▶ **The task**
Would you output each record exactly as it stands?
/---
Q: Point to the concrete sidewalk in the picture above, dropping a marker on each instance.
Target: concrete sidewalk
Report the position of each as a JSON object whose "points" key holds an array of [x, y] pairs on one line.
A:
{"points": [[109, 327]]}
\---
▶ **Result of this exercise**
Q: Point to the concrete sidewalk in the picture above, dropping a marker on each instance.
Target: concrete sidewalk
Report the position of each as a JSON object whose "points" key holds an array of [x, y] pairs on one line.
A:
{"points": [[109, 327]]}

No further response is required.